BEGIN Data for this exercise

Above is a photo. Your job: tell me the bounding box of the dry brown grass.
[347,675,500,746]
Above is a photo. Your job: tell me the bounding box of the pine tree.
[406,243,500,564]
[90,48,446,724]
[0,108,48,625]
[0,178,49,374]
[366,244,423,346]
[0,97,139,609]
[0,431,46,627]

END Data for this exercise

■ Directions for this task ■
Would you copy the entire listing exactly, missing nothing?

■ Written answer ■
Above is a photo. Your job: tell me the bounding box of the dry brown grass.
[347,675,500,746]
Above is a photo. Your job: tell me the bounding box of the pine tree.
[406,243,500,564]
[90,48,446,724]
[0,108,48,625]
[0,178,49,374]
[366,244,423,346]
[0,97,139,609]
[0,431,46,627]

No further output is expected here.